:: Supplied records

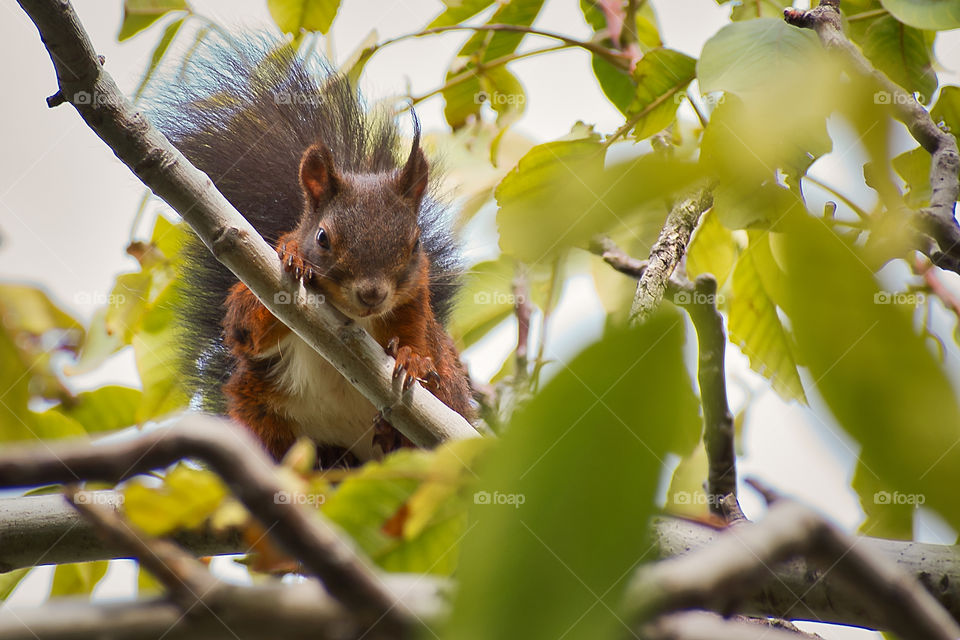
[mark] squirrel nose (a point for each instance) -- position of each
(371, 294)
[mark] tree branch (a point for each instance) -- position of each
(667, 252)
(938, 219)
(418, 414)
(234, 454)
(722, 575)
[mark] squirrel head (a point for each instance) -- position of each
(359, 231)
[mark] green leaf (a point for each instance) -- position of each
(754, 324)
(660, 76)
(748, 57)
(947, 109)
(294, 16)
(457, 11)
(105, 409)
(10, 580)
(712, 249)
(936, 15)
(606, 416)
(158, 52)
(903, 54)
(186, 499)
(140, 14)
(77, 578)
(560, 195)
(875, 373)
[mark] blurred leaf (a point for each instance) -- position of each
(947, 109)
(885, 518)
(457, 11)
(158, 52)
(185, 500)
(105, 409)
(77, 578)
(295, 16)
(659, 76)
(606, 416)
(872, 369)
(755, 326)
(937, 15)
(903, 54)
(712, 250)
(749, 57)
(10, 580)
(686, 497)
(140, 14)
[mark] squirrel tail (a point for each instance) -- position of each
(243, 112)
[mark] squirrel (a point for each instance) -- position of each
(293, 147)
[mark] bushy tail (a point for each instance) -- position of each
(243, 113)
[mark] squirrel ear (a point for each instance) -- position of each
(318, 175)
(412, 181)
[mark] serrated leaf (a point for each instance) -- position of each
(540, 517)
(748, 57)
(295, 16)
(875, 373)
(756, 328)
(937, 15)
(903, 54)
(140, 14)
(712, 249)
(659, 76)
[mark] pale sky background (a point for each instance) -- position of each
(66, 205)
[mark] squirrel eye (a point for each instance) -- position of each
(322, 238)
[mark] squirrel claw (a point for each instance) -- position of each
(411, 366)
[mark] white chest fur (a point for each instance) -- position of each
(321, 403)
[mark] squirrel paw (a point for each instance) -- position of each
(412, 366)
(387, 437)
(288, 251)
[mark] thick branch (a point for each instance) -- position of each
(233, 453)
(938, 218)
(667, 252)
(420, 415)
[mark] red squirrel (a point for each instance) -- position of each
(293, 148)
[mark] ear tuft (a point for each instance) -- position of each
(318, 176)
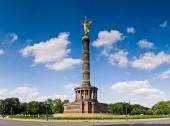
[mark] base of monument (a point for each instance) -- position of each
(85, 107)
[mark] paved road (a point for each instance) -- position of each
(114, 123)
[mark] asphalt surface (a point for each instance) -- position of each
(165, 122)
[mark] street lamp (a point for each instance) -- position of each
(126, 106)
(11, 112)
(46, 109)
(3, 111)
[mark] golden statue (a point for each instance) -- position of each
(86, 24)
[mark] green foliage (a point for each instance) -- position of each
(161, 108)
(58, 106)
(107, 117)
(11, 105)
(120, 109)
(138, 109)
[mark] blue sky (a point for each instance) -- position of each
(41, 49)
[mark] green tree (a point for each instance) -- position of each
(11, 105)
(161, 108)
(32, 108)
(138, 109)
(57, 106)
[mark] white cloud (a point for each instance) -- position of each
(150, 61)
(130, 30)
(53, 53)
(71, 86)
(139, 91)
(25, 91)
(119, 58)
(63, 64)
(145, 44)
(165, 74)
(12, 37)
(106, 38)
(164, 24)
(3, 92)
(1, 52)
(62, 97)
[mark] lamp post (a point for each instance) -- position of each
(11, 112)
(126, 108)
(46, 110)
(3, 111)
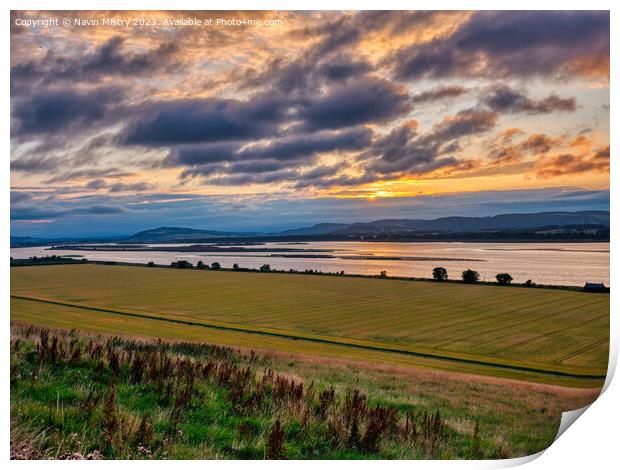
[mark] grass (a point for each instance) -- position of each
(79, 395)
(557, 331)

::::

What the exercise asks: Copy the listing above line for line without changing anything, but leave out the pictures.

Response to the exercise:
[mark] squirrel nose (a point for each instance) -- position of each
(371, 294)
[mark] tree branch (a point for each instance) -- position of each
(667, 252)
(938, 219)
(418, 414)
(234, 454)
(722, 575)
[mark] squirrel head (a point for each instance) -- position of each
(359, 231)
[mark] green leaf (a point for each instance) -- position of each
(754, 324)
(660, 76)
(748, 57)
(947, 109)
(294, 16)
(457, 11)
(105, 409)
(10, 580)
(712, 249)
(936, 15)
(606, 416)
(158, 52)
(903, 54)
(186, 499)
(140, 14)
(77, 578)
(560, 195)
(875, 373)
[mark] blurred leaf (a point for each instance) -- position of each
(947, 109)
(885, 518)
(457, 11)
(158, 52)
(185, 500)
(105, 409)
(77, 578)
(295, 16)
(659, 76)
(606, 416)
(872, 369)
(755, 326)
(937, 15)
(903, 54)
(712, 250)
(749, 57)
(10, 580)
(686, 497)
(140, 14)
[mark] squirrel tail (a point for each instance) -- position of each
(243, 112)
[mark] squirrel (a point for each instance) -- position of each
(293, 147)
[mark] bushy tail (a point for each instance) -- position of each
(243, 113)
[mark] squirrel ear (a point for each instance) -- position of each
(318, 175)
(412, 181)
[mark] serrated leaf (a point for each instance) -- position of each
(540, 517)
(748, 57)
(295, 16)
(875, 373)
(756, 328)
(937, 15)
(903, 54)
(140, 14)
(712, 249)
(659, 76)
[mark] pale sky background (a point for each instance) -- position of each
(66, 205)
[mark] squirrel eye (a point for each instance) -- position of each
(322, 238)
[mark] squirrel claw (a point for each instance) -- position of each
(411, 366)
[mark] white chest fur (a point for each instance) -- position of each
(321, 403)
[mark] squirrel paw (a point for each instance) -- position of each
(412, 366)
(387, 437)
(288, 251)
[mark] thick branch (a point for each instance) -- position of each
(233, 453)
(938, 218)
(667, 252)
(420, 415)
[mark] red squirrel (a point for each instance) -- position of each
(293, 148)
[mark] ear tuft (a point for each instance) -- position of each
(318, 176)
[mark] base of monument (a point for each instance) -- position of each
(85, 107)
[mark] paved road (a point for each instance) -- position of each
(114, 123)
[mark] asphalt surface (a point for each instance) -- position of each
(165, 122)
[mark] street lamp (a point for each instance) -- position of each
(126, 106)
(11, 112)
(46, 109)
(3, 111)
[mark] golden statue (a point for each instance) -- position of each
(86, 24)
[mark] green foliage (a point for each instance) -- position of each
(161, 108)
(58, 106)
(107, 117)
(11, 105)
(120, 109)
(138, 109)
[mark] blue sky (a point for each instance) -- position of each
(41, 49)
[mark] green tree (a point for each instance) -- position of each
(11, 105)
(161, 108)
(32, 108)
(138, 109)
(57, 106)
[mark] white cloud (a point for each instance) -- position of each
(150, 61)
(130, 30)
(53, 53)
(71, 86)
(139, 91)
(25, 91)
(119, 58)
(63, 64)
(145, 44)
(165, 74)
(12, 37)
(106, 38)
(164, 24)
(3, 92)
(1, 52)
(62, 97)
[mark] lamp post (a point for each instance) -- position of each
(11, 112)
(126, 108)
(46, 110)
(3, 111)
[mark] grass (a point for each instance) -- position of each
(79, 395)
(557, 331)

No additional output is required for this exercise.